_GIVEN INSTRUCTION_
Write out the entries below once more, exactly, with the pictures left out.
^^^^^^^^
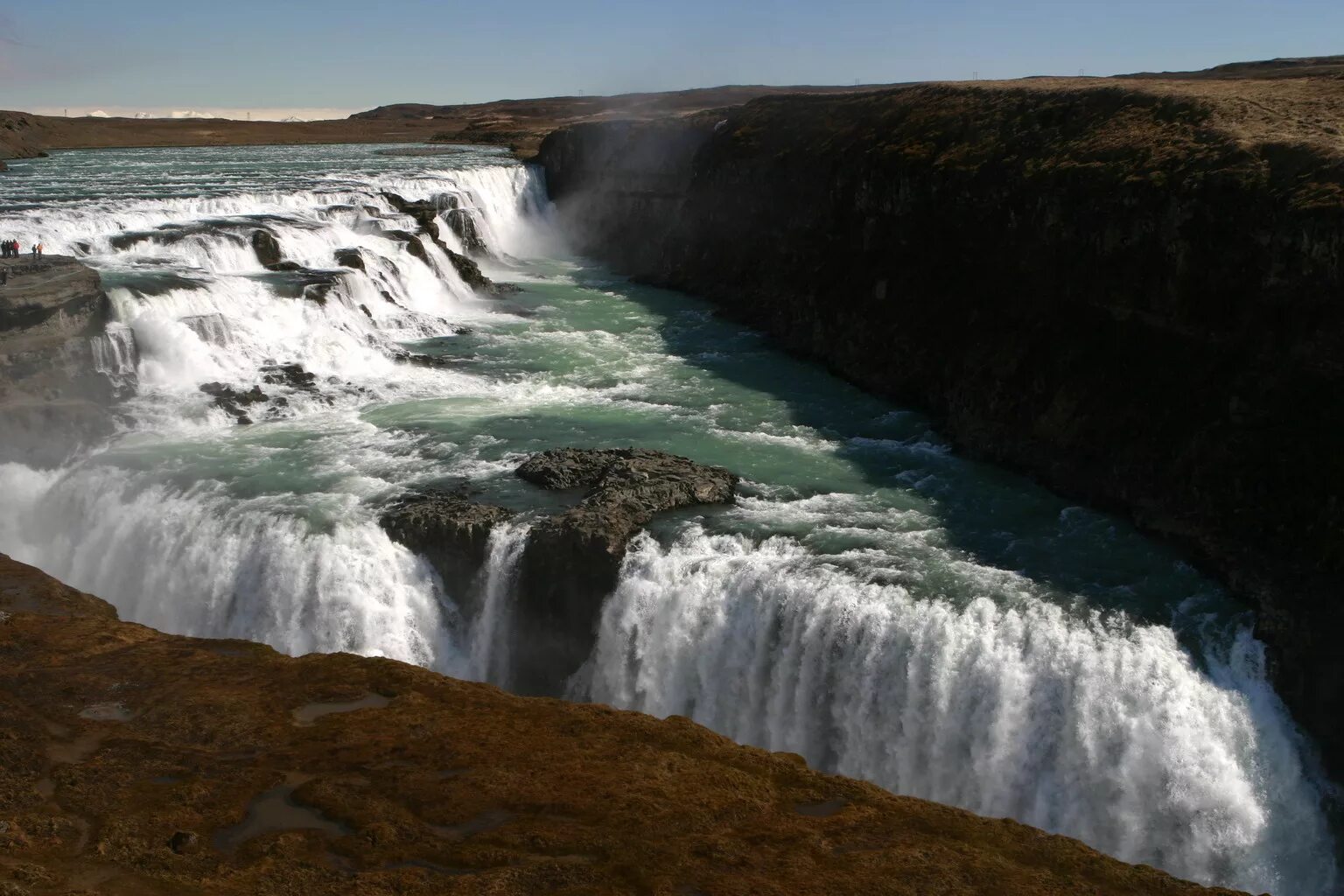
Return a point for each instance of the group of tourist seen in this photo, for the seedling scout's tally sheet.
(10, 248)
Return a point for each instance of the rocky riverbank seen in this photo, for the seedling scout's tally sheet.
(1128, 289)
(255, 773)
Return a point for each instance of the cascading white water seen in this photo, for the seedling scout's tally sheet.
(492, 629)
(1012, 707)
(992, 696)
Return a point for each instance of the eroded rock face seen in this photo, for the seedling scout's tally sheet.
(350, 258)
(266, 248)
(426, 214)
(451, 531)
(207, 778)
(573, 559)
(1109, 288)
(54, 398)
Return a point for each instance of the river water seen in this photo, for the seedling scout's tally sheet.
(874, 602)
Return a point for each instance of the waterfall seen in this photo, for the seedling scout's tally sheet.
(984, 690)
(1095, 727)
(492, 629)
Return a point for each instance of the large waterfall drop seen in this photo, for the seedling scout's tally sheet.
(874, 602)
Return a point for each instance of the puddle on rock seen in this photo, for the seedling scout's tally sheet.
(822, 810)
(488, 820)
(277, 810)
(310, 713)
(430, 866)
(107, 712)
(74, 751)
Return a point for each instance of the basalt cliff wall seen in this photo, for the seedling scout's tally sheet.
(1132, 290)
(60, 367)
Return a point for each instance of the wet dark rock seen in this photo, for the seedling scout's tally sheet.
(1145, 316)
(424, 211)
(233, 401)
(310, 284)
(54, 399)
(472, 276)
(426, 215)
(350, 258)
(290, 375)
(185, 841)
(266, 248)
(413, 245)
(463, 222)
(573, 559)
(451, 531)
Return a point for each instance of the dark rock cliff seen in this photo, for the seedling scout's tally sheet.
(1109, 288)
(135, 762)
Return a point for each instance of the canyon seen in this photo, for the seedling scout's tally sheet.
(1130, 289)
(285, 406)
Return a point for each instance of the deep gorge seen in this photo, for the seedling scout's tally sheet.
(300, 356)
(1102, 288)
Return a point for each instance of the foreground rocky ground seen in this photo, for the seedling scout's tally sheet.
(137, 762)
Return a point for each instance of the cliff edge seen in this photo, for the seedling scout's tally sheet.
(60, 364)
(1130, 289)
(137, 762)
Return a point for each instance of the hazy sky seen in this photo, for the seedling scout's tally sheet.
(343, 55)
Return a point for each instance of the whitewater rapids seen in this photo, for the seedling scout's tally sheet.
(872, 602)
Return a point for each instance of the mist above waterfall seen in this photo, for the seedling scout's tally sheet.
(872, 602)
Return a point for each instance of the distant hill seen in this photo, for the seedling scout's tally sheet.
(523, 122)
(1266, 69)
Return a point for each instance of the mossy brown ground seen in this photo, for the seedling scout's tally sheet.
(137, 762)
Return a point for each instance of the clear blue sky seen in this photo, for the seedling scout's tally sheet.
(366, 52)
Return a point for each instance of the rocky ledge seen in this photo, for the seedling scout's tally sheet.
(571, 559)
(55, 358)
(431, 215)
(336, 774)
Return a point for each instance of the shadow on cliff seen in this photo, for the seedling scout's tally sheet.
(1002, 519)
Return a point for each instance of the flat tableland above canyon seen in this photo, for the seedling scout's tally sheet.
(1288, 100)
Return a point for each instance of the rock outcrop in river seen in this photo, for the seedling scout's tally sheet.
(336, 774)
(1130, 289)
(571, 559)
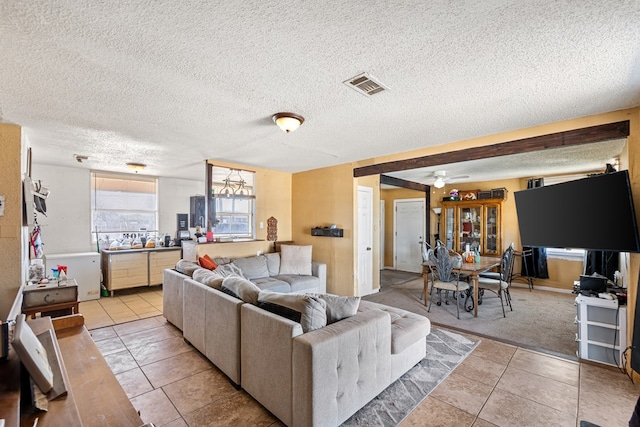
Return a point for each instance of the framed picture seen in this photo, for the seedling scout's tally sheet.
(469, 194)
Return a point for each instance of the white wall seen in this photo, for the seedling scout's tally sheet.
(67, 226)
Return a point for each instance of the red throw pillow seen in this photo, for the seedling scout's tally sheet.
(215, 264)
(208, 263)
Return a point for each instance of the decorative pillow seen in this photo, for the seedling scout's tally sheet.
(339, 307)
(295, 259)
(222, 260)
(312, 309)
(229, 269)
(207, 262)
(273, 263)
(210, 278)
(253, 267)
(187, 267)
(241, 288)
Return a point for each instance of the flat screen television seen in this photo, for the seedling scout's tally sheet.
(594, 213)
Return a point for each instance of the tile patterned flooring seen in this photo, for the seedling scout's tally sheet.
(172, 384)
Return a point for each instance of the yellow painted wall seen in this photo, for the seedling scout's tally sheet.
(322, 197)
(389, 196)
(11, 256)
(633, 115)
(273, 198)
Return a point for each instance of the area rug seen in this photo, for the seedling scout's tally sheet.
(445, 351)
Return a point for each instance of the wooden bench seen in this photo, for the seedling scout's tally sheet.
(94, 397)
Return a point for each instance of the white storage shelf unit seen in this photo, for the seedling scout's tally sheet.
(602, 330)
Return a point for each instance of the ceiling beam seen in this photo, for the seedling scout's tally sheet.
(403, 183)
(586, 135)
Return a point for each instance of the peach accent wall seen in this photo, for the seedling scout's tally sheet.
(322, 197)
(11, 249)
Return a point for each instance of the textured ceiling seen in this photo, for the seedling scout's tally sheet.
(171, 84)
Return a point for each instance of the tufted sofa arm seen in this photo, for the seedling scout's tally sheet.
(339, 368)
(319, 270)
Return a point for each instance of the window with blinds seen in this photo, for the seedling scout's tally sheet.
(123, 204)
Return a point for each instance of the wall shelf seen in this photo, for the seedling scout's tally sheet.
(327, 232)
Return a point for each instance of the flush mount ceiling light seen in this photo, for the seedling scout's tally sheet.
(288, 122)
(137, 167)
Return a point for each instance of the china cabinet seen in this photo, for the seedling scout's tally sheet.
(477, 223)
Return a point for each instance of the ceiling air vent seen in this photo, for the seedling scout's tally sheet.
(365, 84)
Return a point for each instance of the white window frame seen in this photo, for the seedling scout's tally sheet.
(98, 233)
(231, 192)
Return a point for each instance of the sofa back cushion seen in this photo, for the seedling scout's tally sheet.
(241, 288)
(229, 269)
(187, 267)
(339, 307)
(311, 309)
(206, 262)
(212, 279)
(295, 259)
(273, 263)
(253, 267)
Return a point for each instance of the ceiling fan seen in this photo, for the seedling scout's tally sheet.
(441, 178)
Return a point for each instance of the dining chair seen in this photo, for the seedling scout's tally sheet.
(499, 282)
(446, 276)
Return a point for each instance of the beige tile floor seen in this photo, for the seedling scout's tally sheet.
(172, 384)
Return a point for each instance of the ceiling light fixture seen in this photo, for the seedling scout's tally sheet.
(439, 182)
(137, 167)
(288, 122)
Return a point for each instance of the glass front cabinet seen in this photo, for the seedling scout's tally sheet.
(477, 223)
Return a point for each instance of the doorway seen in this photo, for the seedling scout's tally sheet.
(410, 228)
(365, 240)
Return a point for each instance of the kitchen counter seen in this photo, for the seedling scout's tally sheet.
(122, 251)
(132, 268)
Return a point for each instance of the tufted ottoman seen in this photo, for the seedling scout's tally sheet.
(408, 337)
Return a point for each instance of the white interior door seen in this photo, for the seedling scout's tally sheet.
(409, 224)
(382, 207)
(365, 240)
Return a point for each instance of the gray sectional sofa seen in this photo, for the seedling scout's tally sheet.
(315, 378)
^^^^^^^^
_IN RESPONSE_
Return a point for each instance of the group of tourist seen in this photo, for the seedling scout's tally sheet.
(10, 248)
Return a point for each instance of the rocky riverbank seen in this photo, for the seedling scout's tally sheet.
(1128, 289)
(255, 773)
Return a point for each instance of the cascading white water seen in this photo, for the seedling scout's tally sheet.
(492, 629)
(1012, 707)
(992, 696)
Return a point for each instance of the eroded rock face seen in this photo, for the seedling scout's tally sheet.
(350, 258)
(266, 248)
(426, 214)
(451, 531)
(207, 778)
(573, 559)
(1109, 288)
(54, 398)
Return a point for each instance of the river water seen in this photo, for the seedling scout's tally sheet.
(874, 602)
Return a point for each instance of the waterfall seen in this photo, for the seedling scout's tally sheet.
(984, 690)
(1095, 727)
(492, 629)
Return a point for each instance of the large waterfall drop seen in this photo, for the seedling scout's tally sheet.
(874, 602)
Return a point for each instance of the puddle on rock seen in this photo, for the seedling scout's tally sheet.
(822, 810)
(488, 820)
(277, 810)
(310, 713)
(430, 866)
(107, 712)
(74, 751)
Return a point for each instance of the basalt cliff wall seen in this photo, for the seedling scout's tally sheet.
(1132, 290)
(60, 367)
Return a point for each instance of the wet dark rock seen in this photo, for the seedling scout's tally sheet.
(1145, 316)
(424, 211)
(233, 401)
(310, 284)
(54, 399)
(472, 276)
(426, 215)
(350, 258)
(290, 375)
(185, 841)
(266, 248)
(413, 245)
(463, 222)
(573, 559)
(451, 531)
Return a point for each instance of the dark rock cliff seen in this photo, for the seedling scout's tally sheet.
(1109, 288)
(135, 762)
Return a point for each instance of the canyon seen in this photo, for the seedling scout's tally sheet.
(1130, 289)
(285, 406)
Return a point for each instance of the deep gorge seen in this photo, for the seedling scout's tally sheet.
(300, 356)
(1102, 288)
Return a point for each instance of the foreground rocky ground seen in this photo, for the seedling scout's tally sheet.
(137, 762)
Return a point for each instance of the cliff edge seen in this photo, for the seedling scout's tally sheet.
(60, 364)
(1130, 289)
(137, 762)
Return a point for each instance of the hazy sky seen in this photo, for the seedling scout's tally sheet.
(343, 55)
Return a point for each instance of the whitewater rapids seen in this photo, for the seedling scout's tally sheet.
(872, 602)
Return a point for each instance of the mist above waterfall seen in this photo, for the seedling scout's tally sheet.
(872, 602)
Return a point for each instance of the distant hill seen in this photo, for the seedling scout's tally sheet.
(523, 122)
(1266, 69)
Return a point for each instance of the mossy brown ground seen in this photo, for the seedling scout's tally sheet.
(137, 762)
Return a point for each instance of the clear blue sky seen in this photo, for the seedling scout's tally sheet.
(366, 52)
Return a point for each instance of the rocky ledge seen in this photo, for the seedling scout's tally sheet.
(571, 559)
(55, 358)
(431, 215)
(336, 774)
Return a point for each instance of the shadow on cliff seen in this photo, for the seedling scout's tally sheet.
(1002, 519)
Return a point for each instance of the flat tableland above canyon seen in this photo, for the seedling scout's tally sheet.
(1288, 100)
Return a point for each instance of the rock outcrop in river seen in this photo, for the seedling scout's tally sheet.
(336, 774)
(1130, 289)
(571, 559)
Return a point for each instance of the framed picture seen in this photo, for the seedling scout's tally sheet.
(469, 194)
Return a point for each instance of the white wall seen in this photo, for the seedling scout's tally sheet.
(67, 226)
Return a point for each instance of the red throw pillow seen in this photo, for the seedling scout's tally sheet.
(215, 264)
(208, 263)
Return a point for each instance of the decorative pillow seen in this photo, for the seedling scout's tally sheet.
(339, 307)
(295, 259)
(222, 260)
(312, 309)
(229, 269)
(207, 262)
(273, 263)
(210, 278)
(253, 267)
(187, 267)
(241, 288)
Return a point for each instance of the flat screen television seen in this photo, for the seedling scout's tally sheet.
(594, 213)
Return a point for each instance of the tile patterned flooring seen in this photo, for the seedling scout's tally sheet.
(172, 384)
Return a point for each instance of the yellow painted wall seen in this photo, for the seedling scout's tally sheet.
(322, 197)
(389, 196)
(11, 256)
(633, 115)
(273, 198)
Return a point for each instance of the area rug seen in this photo, for the seedling scout's tally sheet.
(445, 351)
Return a point for each instance of the wooden bench seen in this photo, for the seedling scout's tally sheet.
(94, 397)
Return a point for each instance of the white storage shelf unit seen in this photo, for the seedling scout's tally sheet.
(602, 330)
Return a point for each instance of the ceiling beam seen in this photo, for the seedling scout's tally sheet.
(403, 183)
(586, 135)
Return a point for each instance of the peach accent wall seen in this photo, for the seedling scout's tally sheet.
(322, 197)
(11, 249)
Return a point for each instance of the textured ceiling seen in this photo, for the seedling scout's tally sheet.
(171, 84)
Return a point for each instance of the tufted sofa arm seen in this photo, for the seedling scout's tally sheet.
(339, 368)
(319, 270)
Return a point for each instance of the window with blinds seen in this photo, for the seedling scout's tally sheet.
(123, 204)
Return a point for each instance of the wall shelf seen in this photo, for the seedling scout's tally sheet.
(327, 232)
Return a point for each instance of the flush mount ceiling light seen in this photo, for the seedling scout's tally sheet.
(288, 122)
(137, 167)
Return a point for each instance of the china cabinet seen in this photo, for the seedling scout's tally sheet.
(477, 223)
Return a point for each instance of the ceiling air vent seen in this photo, for the seedling scout's tally sheet.
(365, 84)
Return a point for each instance of the white window frame seen in this photo, for the seedling scout's tally sheet.
(98, 233)
(231, 192)
Return a point for each instance of the sofa back cushion seen in this photo, for the seedling scout's tally sheet.
(241, 288)
(229, 269)
(187, 267)
(339, 307)
(311, 309)
(206, 262)
(212, 279)
(295, 259)
(273, 263)
(253, 267)
Return a point for each instance of the ceiling fan seen in this photo, for the seedling scout's tally sheet.
(441, 178)
Return a point for each instance of the dining chair seen in this photo, for the seedling scout's tally sheet.
(499, 282)
(446, 276)
Return a point for each instance of the beige tile floor seen in this photo, for the seedling scout's tally sheet.
(172, 384)
Return a point for each instance of the ceiling light fixture seen in this photo, for the seedling scout's tally sheet.
(439, 182)
(137, 167)
(288, 122)
Return a point for each instance of the glass front cabinet seen in this photo, for the seedling scout's tally sheet.
(477, 223)
Return a point for each instance of the doorway seen in this photo, for the seedling scout's tally sheet.
(410, 228)
(365, 240)
Return a point for each instance of the kitchen counter seen in this photo, for the seedling scout's tally sheet.
(122, 251)
(132, 268)
Return a point for each instance of the tufted ottoman seen in this photo, for the seedling scout's tally sheet.
(408, 337)
Return a point for each instance of the white interior door seen in this photo, for the seedling scout's tally sheet.
(409, 224)
(382, 207)
(365, 240)
Return a point for each instance of the gray sectional sofa seen in this photo, for the seedling scout's tally sheet.
(315, 378)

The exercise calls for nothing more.